-- start of TEXT SEGMENT --
Plot of integrated cross sections values, S, for both computational B3LYP/6–31G** and experimental methods versus the number of C-F bonds for the studied PFCs. Data are taken from Tables 3 and 5.

Figure 7.

Plot of radiative efficiency values for both computational B3LYP/6–31G** and experimental methods versus the number of C-F bonds for the studied PFCs. Experimental data are from this work (section 3.2) except the value for CF4 (taken from Hurley et al. [2005]).

[36] A similar effect is observed for the RE values. In this case the effect of molecular structure is almost the opposite to the observations for integrated cross sections. For example, within the series considered in the previous paragraph, we find that the compound with the smallest integrated cross section (c-C7F14) has the largest RE (0.56 W m−2 ppbv−1), while the compound with the largest integrated cross section ((CF3)3CCF2CF3) has almost the smallest RE (0.42 W m−2 ppbv−1). The reason for this change in the relative magnitudes of the integrated cross sections and the RE values is that changes in structure lead to significant changes in the infrared spectra. In particular, the cyclic PFCs all have strong bands in the 1000 cm−1 region of the spectrum where the radiative forcing function is large. This was also found in the calculations of Bera et al. [2004] for cyclic perfluorocarbon radicals and anions that possessed very large integrated cross sections and where the majority of the infrared absorption falls in the atmospheric infrared window (800–1200 cm−1). One final comment to make about the dependence of RE on the number of C-F bonds is that for the linear PFCs, the plot is curved, with the values for the larger compounds being smaller than expected on the basis of a linear extrapolation from the smaller compounds. This nonlinear relationship arises because, while the infrared absorption increases with the length of the chain, the fraction of the absorption that lies in the atmospheric windows decreases. The same behavior was found by Bera et al. [2010] in the study of CF3CF3, CF3CF2CF3 and CF3CF2CF2CF3 and disagrees with other recent studies that show a linear dependence with the number of C-F bonds [Blowers et al., 2008a; Young et al., 2008].
-- end of TEXT SEGMENT --
-- start of SUPPLIED MATERIAL --
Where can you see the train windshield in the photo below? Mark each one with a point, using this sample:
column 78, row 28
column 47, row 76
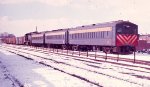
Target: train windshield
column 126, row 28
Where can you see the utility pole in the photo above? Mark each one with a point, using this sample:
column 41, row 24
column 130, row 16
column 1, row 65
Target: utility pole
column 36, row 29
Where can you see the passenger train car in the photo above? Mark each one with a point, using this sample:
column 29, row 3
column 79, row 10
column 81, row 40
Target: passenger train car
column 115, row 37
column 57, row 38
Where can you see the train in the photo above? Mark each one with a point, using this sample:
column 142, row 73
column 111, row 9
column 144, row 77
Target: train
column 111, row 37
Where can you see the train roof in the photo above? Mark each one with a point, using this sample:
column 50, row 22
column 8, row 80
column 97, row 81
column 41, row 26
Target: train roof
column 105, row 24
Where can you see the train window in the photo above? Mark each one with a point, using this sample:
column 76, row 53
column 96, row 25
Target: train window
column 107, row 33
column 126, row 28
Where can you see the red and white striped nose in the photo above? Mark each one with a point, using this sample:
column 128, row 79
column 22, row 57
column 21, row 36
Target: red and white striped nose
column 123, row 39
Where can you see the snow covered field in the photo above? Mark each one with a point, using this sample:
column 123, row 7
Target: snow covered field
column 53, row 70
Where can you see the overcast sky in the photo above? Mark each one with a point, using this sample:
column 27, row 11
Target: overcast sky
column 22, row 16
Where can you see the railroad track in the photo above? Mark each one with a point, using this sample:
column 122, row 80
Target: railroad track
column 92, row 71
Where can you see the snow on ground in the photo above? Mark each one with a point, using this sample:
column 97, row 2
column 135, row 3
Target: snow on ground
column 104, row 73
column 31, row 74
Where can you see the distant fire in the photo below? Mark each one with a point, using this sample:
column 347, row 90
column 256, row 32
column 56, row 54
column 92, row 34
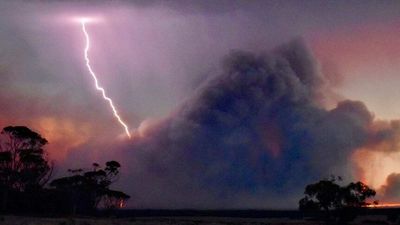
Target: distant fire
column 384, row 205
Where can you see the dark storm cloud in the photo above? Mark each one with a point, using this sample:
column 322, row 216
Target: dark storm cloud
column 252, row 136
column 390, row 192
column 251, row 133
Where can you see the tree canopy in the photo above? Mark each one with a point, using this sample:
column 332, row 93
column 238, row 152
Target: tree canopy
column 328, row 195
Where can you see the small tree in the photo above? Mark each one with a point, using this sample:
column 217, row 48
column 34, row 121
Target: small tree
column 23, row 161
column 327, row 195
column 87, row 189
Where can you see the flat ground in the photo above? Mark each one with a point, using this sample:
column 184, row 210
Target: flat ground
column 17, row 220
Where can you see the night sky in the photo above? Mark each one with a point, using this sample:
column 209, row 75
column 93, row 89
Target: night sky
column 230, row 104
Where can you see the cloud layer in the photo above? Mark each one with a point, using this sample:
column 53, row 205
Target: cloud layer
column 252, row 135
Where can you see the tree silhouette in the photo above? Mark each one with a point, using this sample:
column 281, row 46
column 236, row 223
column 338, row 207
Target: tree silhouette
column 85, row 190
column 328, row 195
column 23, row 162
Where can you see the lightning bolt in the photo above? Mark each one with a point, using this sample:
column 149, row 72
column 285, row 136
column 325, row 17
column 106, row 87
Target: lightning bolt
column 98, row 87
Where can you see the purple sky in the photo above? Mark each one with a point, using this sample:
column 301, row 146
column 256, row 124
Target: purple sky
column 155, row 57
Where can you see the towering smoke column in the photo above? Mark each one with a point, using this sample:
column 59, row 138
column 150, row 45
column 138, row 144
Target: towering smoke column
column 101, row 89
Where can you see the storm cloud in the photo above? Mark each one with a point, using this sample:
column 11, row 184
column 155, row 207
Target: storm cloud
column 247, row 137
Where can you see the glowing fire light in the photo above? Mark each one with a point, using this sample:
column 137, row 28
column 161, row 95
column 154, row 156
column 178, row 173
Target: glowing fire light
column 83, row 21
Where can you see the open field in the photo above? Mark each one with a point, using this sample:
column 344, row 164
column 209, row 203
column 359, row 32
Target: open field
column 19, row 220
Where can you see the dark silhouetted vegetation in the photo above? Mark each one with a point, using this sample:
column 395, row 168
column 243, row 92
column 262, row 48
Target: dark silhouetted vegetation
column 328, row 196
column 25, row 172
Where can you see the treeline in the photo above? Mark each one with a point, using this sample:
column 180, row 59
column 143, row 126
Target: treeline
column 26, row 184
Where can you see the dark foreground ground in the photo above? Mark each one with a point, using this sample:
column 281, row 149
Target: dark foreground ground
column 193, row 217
-- end of SUPPLIED MATERIAL --
-- start of SUPPLIED MATERIAL --
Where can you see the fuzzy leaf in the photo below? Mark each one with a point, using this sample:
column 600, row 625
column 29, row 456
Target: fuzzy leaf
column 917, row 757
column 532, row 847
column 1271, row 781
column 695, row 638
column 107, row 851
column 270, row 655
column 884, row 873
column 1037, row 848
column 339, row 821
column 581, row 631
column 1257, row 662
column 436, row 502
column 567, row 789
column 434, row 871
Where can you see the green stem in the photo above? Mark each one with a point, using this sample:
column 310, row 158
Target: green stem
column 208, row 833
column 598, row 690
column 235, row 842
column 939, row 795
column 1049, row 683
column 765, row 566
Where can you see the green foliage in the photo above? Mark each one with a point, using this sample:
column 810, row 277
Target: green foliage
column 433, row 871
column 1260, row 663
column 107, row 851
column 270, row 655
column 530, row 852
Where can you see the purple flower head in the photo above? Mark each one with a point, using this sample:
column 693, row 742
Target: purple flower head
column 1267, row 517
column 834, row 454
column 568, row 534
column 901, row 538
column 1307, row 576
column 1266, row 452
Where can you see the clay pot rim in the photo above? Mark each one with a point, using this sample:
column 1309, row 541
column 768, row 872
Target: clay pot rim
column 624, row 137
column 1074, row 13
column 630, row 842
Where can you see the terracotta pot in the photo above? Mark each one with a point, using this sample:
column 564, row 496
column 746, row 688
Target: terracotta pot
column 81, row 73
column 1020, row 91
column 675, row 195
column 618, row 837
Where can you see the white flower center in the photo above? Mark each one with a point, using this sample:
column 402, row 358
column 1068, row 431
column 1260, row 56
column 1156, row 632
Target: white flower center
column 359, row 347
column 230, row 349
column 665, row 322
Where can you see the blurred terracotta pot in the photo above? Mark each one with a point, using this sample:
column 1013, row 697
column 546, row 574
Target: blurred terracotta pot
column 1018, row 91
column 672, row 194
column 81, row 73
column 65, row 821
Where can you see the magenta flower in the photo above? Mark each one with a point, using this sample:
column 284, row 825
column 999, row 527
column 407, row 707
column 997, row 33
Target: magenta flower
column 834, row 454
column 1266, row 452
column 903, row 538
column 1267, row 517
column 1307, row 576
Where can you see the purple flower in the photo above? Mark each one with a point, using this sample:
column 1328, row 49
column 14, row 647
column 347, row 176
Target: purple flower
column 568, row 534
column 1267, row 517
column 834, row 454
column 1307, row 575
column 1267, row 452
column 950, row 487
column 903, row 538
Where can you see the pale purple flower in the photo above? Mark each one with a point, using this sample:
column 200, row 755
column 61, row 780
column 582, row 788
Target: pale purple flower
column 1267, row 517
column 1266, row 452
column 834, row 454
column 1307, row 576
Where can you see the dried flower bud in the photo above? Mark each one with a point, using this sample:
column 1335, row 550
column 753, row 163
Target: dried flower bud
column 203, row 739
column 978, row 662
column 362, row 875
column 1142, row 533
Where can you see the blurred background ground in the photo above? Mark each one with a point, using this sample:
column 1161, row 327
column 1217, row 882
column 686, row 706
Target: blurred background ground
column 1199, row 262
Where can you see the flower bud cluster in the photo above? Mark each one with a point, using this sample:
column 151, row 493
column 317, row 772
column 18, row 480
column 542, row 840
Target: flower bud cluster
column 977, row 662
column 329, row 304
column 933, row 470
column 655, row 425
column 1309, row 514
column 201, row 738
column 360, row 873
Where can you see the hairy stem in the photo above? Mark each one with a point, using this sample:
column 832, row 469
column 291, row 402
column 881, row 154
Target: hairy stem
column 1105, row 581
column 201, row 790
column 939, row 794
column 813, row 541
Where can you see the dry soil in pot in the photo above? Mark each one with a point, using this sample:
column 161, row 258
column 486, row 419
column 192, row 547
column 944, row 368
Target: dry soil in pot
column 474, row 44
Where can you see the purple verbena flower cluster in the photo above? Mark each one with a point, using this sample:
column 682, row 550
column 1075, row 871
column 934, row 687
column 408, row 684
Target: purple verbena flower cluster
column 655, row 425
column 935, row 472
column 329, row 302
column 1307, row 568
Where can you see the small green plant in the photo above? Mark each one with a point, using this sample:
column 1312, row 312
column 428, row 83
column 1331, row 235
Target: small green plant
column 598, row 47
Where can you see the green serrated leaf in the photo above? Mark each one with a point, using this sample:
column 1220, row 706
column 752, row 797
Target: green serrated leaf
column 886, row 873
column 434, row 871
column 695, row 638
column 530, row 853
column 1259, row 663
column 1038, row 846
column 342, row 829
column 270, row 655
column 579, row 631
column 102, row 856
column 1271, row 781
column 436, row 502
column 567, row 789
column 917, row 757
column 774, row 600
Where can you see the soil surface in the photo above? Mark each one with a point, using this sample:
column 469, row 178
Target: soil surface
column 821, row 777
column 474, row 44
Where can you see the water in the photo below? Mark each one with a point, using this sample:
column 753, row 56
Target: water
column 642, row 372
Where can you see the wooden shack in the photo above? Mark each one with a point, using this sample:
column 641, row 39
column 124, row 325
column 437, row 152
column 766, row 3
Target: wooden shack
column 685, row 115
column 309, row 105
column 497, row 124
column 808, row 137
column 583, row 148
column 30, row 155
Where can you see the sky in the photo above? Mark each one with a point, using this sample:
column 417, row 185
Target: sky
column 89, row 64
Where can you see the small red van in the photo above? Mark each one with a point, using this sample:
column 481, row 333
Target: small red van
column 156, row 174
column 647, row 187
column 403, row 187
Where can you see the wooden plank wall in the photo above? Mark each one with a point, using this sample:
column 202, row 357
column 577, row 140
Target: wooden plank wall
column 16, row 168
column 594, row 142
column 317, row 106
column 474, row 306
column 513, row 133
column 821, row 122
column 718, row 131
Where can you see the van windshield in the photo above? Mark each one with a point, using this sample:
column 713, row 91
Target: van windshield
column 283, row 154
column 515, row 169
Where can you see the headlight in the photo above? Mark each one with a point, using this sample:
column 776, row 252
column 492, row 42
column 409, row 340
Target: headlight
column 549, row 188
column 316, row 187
-- end of SUPPLIED MATERIAL --
WRITTEN TASK A: Repeat the portion of the passage on perfluorocarbon radiative efficiency between "Plot of integrated" and "Tables 3 and 5.", inclusive.
WRITTEN TASK B: Pick up the passage on perfluorocarbon radiative efficiency after its final sentence and write the next part.

TASK ANSWER A:
Plot of integrated cross sections values, S, for both computational B3LYP/6–31G** and experimental methods versus the number of C-F bonds for the studied PFCs. Data are taken from Tables 3 and 5.

TASK ANSWER B:
[37] Young et al. [2008] provided a structure activity relationship (SAR) for the REs of HFEs we can, in principle, apply to PFCs. These authors calculated REs from the summation of the contribution of various component groups to a molecule's overall RE. For example, −CF3 adjacent to −CF2 contributes 0.162 W m−2 ppbv−1, −CF2 adjacent to −CF3 and −CF2 contributes 0.086 W m−2 ppbv−1 and −CF2 adjacent to two −CF2 groups contributes 0.09 W m−2 ppbv−1. Adopting this approach to our data, gives REs that are significantly greater than those that we have measured or estimated, particularly for the larger PFCs. For example, the approach gives an RE of 0.496 W m−2 ppbv−1 for C4F10 as opposed to our value using the experimental spectra of 0.37 W m−2 ppbv−1, while for C8F18, the discrepancy is greater (0.846 versus 0.50 W m−2 ppbv−1). Given that the method was developed for a different class of compounds (HFEs rather than PFCs), it is, perhaps, not too surprising that the agreement is not particularly good. The greater discrepancy for larger molecules reflects the nonlinear dependence of RE on the number of C-F bonds illustrated in Figure 7. Interestingly, Young et al. [2008] found that their SAR tended to underpredict rather than overpredict REs for HFEs.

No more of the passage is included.